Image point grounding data
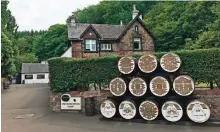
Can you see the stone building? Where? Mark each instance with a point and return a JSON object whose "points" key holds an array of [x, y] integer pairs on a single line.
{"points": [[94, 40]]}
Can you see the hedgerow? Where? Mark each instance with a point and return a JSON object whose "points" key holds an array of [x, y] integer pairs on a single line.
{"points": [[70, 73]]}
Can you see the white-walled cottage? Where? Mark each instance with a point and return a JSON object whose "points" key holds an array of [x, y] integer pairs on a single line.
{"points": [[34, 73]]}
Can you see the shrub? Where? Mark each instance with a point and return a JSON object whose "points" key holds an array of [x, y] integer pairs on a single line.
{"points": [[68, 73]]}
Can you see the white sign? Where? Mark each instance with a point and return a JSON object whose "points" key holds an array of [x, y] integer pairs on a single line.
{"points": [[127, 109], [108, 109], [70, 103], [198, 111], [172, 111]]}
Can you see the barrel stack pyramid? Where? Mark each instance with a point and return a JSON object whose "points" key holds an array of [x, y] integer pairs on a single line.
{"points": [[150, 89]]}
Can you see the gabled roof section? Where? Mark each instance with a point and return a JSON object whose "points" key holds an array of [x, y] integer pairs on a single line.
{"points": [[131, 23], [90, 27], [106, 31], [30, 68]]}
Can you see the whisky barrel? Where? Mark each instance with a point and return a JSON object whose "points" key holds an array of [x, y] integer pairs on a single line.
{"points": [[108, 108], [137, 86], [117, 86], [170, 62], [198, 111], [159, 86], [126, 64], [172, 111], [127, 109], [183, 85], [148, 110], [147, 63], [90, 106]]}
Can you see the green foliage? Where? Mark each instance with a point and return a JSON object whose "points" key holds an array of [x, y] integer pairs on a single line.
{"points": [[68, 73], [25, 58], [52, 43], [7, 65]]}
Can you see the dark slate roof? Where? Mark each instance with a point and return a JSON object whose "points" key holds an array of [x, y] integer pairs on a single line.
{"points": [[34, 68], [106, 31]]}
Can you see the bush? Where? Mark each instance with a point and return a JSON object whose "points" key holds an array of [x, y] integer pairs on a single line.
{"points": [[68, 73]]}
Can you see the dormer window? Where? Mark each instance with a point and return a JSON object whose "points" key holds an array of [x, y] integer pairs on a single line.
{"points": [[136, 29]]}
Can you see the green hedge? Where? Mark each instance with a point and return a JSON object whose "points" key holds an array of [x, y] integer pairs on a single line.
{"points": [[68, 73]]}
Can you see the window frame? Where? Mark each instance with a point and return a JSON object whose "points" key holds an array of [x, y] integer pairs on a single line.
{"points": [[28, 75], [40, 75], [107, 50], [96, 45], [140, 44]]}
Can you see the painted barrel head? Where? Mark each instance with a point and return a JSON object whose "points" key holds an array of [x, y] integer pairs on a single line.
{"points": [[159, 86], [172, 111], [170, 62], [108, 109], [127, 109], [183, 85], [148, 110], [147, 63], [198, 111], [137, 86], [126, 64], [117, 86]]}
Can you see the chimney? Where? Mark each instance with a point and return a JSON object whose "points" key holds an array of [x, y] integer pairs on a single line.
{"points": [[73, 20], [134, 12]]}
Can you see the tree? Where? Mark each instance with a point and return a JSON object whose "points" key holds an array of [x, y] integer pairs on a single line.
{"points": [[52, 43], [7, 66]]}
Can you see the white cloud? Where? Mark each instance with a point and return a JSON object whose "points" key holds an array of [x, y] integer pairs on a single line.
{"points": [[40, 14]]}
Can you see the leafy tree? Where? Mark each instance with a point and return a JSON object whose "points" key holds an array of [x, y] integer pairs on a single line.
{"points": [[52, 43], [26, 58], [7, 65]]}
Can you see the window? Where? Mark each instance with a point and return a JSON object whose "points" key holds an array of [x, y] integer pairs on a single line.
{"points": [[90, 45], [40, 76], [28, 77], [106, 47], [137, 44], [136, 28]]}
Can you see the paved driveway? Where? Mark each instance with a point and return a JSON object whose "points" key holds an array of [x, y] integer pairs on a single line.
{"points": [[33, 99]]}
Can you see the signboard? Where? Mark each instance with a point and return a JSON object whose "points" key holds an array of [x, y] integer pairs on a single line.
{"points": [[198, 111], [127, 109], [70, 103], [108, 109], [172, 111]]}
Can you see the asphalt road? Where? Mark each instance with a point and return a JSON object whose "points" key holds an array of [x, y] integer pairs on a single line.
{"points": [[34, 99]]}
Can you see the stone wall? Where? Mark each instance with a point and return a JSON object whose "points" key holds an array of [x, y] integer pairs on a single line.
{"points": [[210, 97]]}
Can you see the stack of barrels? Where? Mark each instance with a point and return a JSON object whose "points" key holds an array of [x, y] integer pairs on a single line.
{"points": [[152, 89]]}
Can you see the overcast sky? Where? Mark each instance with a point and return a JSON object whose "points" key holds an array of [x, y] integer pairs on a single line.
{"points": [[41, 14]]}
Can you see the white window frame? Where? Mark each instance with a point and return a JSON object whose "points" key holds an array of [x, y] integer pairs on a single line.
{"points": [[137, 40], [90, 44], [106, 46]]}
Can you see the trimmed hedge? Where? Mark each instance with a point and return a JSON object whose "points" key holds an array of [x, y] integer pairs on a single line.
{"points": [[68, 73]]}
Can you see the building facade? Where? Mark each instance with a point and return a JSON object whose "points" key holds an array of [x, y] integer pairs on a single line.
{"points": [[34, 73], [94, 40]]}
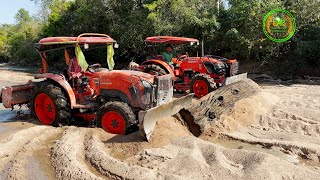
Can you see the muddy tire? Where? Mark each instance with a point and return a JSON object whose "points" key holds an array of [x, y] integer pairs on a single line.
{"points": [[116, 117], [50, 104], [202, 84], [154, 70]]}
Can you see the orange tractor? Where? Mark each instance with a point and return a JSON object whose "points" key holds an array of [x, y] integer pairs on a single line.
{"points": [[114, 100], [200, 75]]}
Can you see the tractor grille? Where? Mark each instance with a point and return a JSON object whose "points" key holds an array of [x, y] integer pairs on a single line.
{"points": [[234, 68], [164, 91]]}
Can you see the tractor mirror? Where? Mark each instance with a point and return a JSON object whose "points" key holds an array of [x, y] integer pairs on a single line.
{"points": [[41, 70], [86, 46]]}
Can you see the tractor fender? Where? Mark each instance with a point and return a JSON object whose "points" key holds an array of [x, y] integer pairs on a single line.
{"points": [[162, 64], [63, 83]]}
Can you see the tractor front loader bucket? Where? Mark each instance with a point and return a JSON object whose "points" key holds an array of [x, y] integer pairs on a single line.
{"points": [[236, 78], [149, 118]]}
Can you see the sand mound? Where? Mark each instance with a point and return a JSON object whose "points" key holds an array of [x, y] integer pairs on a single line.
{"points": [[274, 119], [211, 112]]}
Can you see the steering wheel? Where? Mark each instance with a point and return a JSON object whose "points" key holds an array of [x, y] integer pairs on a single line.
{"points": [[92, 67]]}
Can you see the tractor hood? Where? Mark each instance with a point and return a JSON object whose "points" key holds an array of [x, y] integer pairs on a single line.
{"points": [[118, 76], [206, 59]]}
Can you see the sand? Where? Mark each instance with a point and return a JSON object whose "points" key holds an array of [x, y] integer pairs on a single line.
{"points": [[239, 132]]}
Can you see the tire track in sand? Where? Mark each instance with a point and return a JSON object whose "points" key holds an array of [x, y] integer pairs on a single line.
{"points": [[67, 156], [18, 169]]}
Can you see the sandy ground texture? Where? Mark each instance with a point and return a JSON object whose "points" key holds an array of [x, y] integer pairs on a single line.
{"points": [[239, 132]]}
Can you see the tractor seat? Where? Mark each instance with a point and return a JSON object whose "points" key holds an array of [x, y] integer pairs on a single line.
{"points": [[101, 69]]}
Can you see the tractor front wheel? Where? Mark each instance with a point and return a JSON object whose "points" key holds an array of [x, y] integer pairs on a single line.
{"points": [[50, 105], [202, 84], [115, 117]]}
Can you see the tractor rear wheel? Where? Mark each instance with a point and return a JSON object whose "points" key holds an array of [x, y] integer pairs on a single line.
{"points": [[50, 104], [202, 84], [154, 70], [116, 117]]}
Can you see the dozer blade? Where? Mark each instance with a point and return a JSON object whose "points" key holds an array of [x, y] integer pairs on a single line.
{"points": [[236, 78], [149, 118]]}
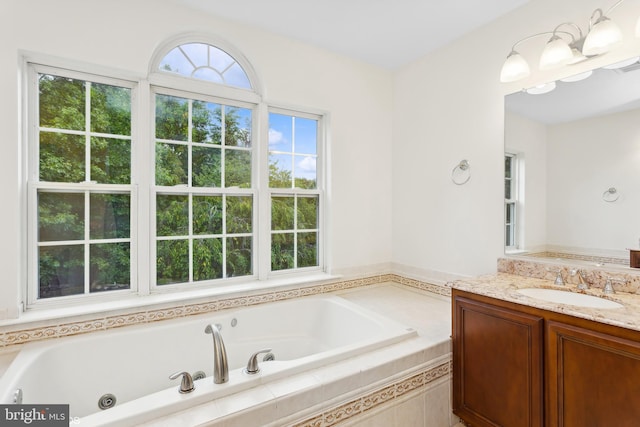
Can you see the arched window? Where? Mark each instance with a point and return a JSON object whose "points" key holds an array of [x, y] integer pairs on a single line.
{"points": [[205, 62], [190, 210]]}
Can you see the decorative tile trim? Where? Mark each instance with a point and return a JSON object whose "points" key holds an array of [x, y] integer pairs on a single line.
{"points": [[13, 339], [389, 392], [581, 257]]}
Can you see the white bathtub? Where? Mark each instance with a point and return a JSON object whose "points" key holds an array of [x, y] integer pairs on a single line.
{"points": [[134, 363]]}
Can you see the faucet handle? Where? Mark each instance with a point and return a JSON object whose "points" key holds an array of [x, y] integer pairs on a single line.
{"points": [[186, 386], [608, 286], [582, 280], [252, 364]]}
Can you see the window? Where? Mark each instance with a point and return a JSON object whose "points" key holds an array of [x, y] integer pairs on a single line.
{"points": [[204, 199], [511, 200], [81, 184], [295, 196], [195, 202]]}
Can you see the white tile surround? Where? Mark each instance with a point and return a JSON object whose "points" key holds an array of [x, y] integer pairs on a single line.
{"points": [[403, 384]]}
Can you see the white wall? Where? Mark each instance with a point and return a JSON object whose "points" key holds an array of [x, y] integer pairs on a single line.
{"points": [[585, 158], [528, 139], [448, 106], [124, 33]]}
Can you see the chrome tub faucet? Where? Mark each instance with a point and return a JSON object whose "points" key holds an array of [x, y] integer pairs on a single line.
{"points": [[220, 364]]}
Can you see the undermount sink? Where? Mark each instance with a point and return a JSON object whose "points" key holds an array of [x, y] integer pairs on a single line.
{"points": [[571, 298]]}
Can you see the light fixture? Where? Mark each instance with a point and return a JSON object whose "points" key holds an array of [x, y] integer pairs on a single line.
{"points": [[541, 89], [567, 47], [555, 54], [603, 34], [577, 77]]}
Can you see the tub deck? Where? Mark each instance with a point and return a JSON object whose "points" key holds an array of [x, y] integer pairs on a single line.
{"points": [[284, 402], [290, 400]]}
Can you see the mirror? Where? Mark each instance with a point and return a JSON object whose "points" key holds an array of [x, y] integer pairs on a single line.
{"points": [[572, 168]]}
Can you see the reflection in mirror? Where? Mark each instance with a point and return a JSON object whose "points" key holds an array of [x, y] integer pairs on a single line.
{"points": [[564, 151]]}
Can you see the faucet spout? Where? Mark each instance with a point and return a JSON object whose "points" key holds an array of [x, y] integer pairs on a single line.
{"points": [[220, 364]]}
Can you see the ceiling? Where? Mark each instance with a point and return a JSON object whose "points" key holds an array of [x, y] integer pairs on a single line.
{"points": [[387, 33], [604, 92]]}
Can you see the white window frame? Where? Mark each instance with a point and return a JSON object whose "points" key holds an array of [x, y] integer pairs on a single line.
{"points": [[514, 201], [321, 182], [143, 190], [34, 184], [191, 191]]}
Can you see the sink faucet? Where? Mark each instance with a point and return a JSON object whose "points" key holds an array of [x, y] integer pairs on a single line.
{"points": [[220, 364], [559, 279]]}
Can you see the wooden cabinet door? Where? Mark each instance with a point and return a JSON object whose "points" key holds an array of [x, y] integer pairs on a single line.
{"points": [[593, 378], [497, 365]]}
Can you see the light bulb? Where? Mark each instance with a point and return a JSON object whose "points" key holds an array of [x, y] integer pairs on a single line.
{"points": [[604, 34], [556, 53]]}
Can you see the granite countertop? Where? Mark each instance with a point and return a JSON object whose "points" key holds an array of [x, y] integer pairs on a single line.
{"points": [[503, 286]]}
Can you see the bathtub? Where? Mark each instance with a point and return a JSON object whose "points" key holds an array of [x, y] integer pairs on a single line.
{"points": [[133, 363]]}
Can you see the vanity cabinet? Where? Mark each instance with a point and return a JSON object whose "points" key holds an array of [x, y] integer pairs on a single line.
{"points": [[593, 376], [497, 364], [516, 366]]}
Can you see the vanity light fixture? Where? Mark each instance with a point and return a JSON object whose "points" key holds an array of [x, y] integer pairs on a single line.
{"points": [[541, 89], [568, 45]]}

Requirement:
Print each line, exactly as written, from the one that contains "Can you see the bathtub?" to the end of the data above, with both end lines included and nothing else.

Reply to the task:
Can you see the bathtub? Where? Mark each instance with a point and return a JSON object whose "points" key holds an array of [x, y] integer pairs on a single line.
{"points": [[133, 363]]}
Can you see the vanity cabinet? Where? Mark each instance with a point and return a JSON object whose "points" key holds an array of [x, y] integer pairs on a single line.
{"points": [[593, 376], [497, 364], [516, 366]]}
Can you see the vanity light fixture? Where? Mark each instance with a point and return a JSON object whose "points" key holds an array of [x, y] integer pairs on a single line.
{"points": [[541, 89], [568, 45]]}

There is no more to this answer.